Records from a data collection:

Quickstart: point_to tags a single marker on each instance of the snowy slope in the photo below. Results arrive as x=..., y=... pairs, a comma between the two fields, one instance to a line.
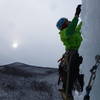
x=19, y=81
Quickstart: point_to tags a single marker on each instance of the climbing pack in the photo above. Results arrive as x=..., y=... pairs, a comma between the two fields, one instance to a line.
x=69, y=72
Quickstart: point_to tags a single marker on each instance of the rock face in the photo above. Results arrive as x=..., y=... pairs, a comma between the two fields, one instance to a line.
x=19, y=81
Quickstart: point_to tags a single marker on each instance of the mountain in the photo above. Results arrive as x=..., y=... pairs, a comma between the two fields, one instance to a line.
x=19, y=81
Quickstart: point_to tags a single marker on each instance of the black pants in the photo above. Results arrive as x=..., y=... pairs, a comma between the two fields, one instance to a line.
x=73, y=72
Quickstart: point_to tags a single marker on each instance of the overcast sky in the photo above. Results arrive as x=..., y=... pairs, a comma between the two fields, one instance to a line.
x=28, y=30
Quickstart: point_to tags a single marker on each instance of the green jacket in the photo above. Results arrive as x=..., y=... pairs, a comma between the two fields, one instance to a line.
x=71, y=36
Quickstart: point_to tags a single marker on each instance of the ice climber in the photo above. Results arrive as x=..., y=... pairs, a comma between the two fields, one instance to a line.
x=70, y=35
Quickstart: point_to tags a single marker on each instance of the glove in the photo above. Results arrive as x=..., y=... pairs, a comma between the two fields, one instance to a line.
x=78, y=10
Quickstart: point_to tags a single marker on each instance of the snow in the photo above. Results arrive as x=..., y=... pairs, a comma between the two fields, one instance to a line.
x=91, y=45
x=23, y=82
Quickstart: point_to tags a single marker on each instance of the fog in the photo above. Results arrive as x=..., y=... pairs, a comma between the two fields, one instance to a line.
x=32, y=25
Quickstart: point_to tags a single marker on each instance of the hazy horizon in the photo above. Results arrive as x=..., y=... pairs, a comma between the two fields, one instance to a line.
x=28, y=30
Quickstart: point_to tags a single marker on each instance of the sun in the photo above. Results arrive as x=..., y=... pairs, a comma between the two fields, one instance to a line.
x=15, y=45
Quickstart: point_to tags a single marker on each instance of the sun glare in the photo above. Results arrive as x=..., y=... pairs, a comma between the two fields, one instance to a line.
x=15, y=45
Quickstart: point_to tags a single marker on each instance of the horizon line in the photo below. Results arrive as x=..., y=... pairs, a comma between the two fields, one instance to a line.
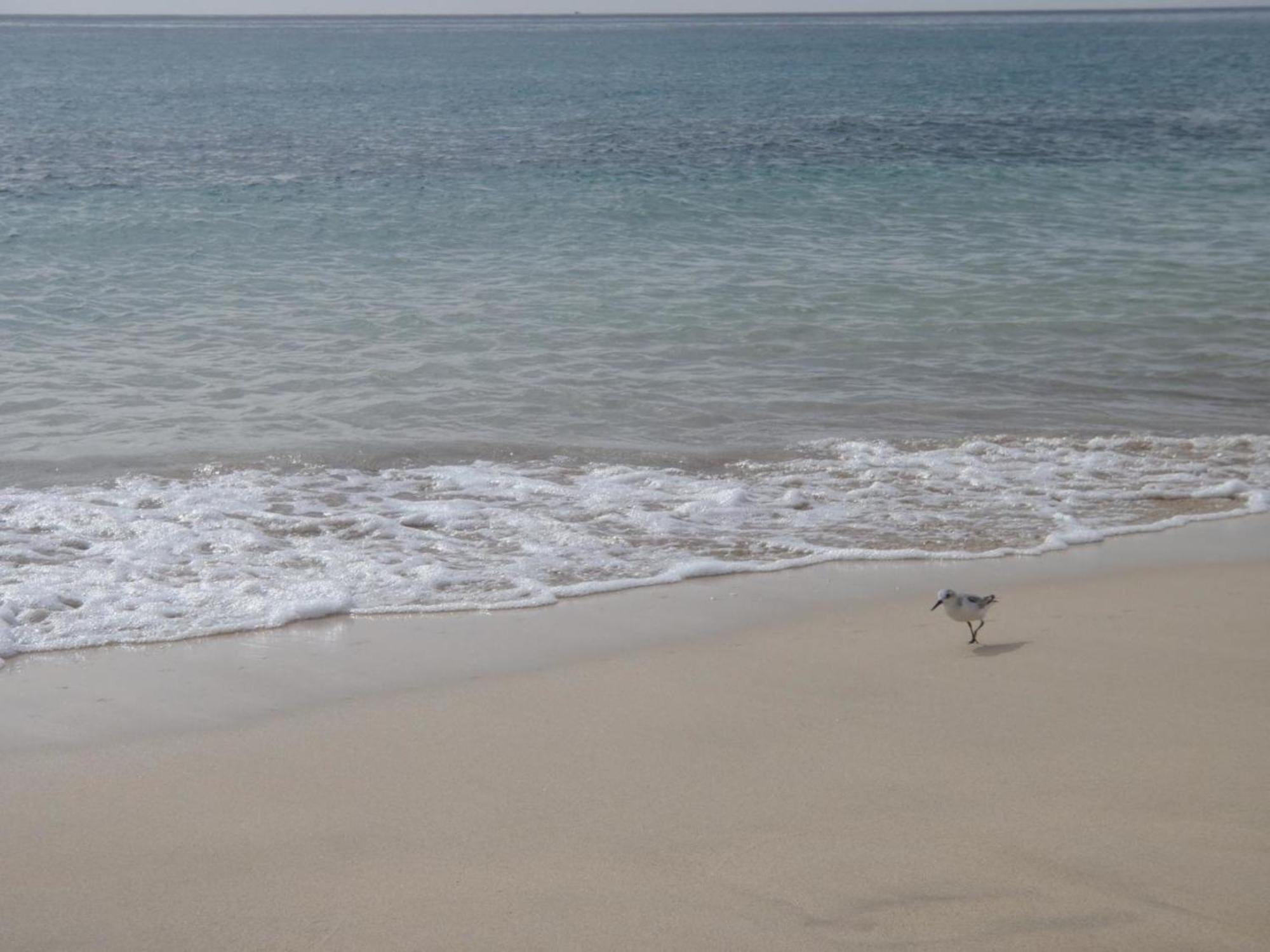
x=577, y=15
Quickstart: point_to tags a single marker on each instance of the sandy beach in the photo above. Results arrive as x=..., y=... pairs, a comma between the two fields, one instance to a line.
x=801, y=761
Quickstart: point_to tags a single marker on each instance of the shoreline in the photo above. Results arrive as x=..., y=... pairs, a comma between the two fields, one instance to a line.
x=803, y=761
x=223, y=681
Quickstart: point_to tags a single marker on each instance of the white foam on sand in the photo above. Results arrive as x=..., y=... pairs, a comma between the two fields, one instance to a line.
x=148, y=559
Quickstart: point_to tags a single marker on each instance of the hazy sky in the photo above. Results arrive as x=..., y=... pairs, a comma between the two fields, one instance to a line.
x=595, y=7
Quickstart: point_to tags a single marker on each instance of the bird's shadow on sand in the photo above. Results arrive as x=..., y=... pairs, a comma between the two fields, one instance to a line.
x=994, y=651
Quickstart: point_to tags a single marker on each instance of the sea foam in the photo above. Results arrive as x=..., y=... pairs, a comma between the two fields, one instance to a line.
x=148, y=559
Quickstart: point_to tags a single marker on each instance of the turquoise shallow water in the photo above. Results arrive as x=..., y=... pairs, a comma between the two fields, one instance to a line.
x=446, y=275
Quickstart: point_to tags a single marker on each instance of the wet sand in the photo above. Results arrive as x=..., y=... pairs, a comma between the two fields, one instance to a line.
x=803, y=761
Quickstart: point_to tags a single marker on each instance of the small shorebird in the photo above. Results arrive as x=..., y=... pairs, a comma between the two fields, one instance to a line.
x=966, y=609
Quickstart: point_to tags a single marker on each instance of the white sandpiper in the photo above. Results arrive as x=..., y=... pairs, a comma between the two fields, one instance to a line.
x=966, y=609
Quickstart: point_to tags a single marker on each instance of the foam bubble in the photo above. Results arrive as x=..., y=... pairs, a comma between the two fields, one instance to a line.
x=148, y=559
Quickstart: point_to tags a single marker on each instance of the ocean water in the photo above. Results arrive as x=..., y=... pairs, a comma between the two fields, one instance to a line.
x=303, y=317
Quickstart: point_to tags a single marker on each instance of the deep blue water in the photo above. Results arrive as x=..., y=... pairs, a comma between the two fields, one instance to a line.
x=702, y=293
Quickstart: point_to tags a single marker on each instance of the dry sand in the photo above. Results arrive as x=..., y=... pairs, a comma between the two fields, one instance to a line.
x=849, y=776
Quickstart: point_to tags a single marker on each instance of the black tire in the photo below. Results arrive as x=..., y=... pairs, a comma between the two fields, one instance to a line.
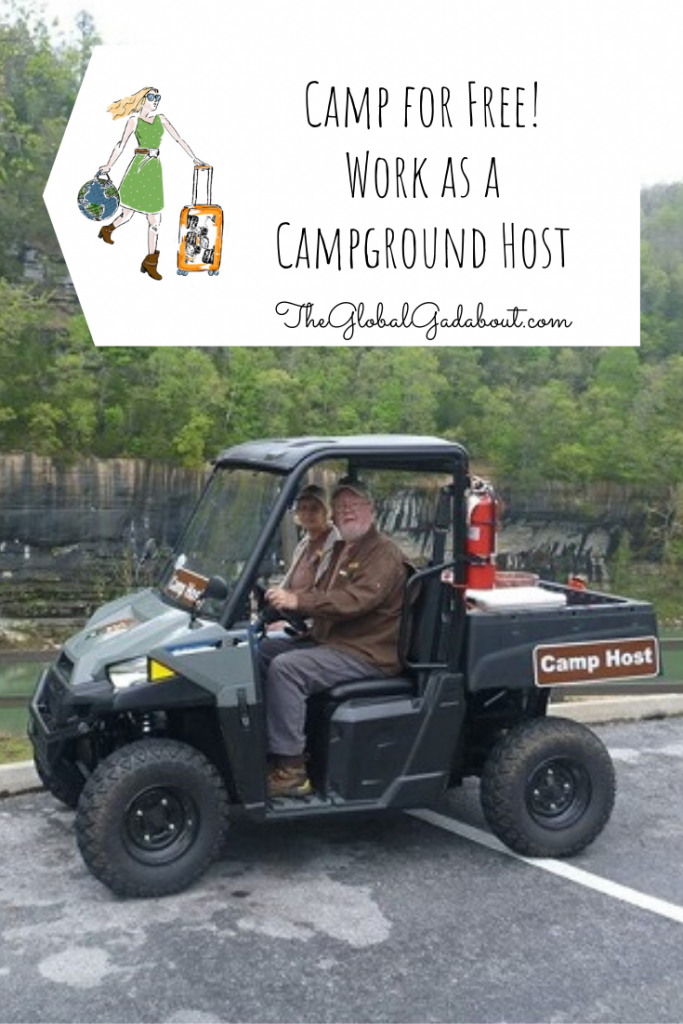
x=65, y=782
x=548, y=787
x=152, y=818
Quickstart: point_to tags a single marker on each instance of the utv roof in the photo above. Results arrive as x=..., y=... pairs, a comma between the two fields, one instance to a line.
x=285, y=454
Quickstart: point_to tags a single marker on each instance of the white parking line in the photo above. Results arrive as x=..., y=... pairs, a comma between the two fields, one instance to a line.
x=559, y=867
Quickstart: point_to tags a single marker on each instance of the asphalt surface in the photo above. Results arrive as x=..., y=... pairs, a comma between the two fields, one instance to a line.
x=376, y=919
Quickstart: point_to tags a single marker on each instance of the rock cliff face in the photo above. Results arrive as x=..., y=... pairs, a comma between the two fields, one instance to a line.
x=71, y=537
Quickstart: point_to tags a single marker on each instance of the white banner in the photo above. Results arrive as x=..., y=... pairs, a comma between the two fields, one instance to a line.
x=447, y=173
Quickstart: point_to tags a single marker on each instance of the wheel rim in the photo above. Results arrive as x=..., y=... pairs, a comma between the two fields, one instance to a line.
x=160, y=824
x=558, y=793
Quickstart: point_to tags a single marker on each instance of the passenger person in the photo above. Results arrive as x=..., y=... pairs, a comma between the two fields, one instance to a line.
x=311, y=556
x=355, y=609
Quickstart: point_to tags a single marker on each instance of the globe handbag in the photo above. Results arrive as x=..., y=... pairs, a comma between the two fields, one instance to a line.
x=98, y=199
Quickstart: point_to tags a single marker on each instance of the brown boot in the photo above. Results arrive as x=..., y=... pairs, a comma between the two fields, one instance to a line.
x=105, y=233
x=150, y=264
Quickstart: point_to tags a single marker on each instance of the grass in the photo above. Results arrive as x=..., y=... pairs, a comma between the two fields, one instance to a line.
x=14, y=749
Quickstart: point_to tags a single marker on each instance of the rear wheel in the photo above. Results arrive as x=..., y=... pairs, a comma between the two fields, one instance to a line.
x=548, y=787
x=152, y=818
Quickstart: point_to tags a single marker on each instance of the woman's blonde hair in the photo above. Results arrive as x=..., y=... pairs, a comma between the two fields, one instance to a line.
x=131, y=104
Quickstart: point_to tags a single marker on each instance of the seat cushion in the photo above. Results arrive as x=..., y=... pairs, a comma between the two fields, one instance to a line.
x=384, y=687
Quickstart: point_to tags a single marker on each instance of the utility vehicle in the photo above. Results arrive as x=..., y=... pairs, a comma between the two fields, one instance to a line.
x=151, y=723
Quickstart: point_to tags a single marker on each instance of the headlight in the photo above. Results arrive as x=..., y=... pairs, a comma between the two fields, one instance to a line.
x=127, y=674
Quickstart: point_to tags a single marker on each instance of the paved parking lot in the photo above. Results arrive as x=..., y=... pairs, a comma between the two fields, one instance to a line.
x=381, y=919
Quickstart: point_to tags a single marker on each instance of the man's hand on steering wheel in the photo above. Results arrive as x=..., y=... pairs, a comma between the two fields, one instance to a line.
x=286, y=604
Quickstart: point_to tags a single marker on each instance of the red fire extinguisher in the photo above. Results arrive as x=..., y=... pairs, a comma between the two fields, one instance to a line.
x=480, y=546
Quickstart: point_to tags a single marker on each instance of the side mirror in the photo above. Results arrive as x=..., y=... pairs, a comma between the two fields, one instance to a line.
x=215, y=590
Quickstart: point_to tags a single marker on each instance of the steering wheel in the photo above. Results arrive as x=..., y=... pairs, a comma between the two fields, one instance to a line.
x=267, y=613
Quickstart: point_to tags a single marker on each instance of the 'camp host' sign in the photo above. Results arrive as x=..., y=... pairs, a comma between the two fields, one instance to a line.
x=597, y=662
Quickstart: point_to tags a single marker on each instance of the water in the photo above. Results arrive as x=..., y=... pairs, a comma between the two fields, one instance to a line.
x=17, y=681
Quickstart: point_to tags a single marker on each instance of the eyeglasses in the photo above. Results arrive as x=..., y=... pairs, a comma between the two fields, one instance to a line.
x=307, y=507
x=350, y=506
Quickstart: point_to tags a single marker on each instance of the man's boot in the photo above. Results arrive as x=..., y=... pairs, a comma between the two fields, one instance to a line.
x=105, y=233
x=150, y=265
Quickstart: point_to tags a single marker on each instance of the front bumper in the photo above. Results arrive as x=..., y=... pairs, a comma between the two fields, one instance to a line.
x=56, y=718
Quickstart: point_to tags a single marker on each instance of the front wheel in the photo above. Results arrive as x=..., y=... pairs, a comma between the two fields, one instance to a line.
x=152, y=818
x=548, y=787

**TASK ITEM**
Starting at the line that contains "the front wheel", retype every line through the end of the records exactly, and nothing else.

**YOUR RESPONSE**
Quickstart: point_to tags a single marker on each instance of the front wheel in the photo above. Results arrive as x=..., y=... pairs, a comma between the two fields, one instance to a line.
x=152, y=818
x=548, y=787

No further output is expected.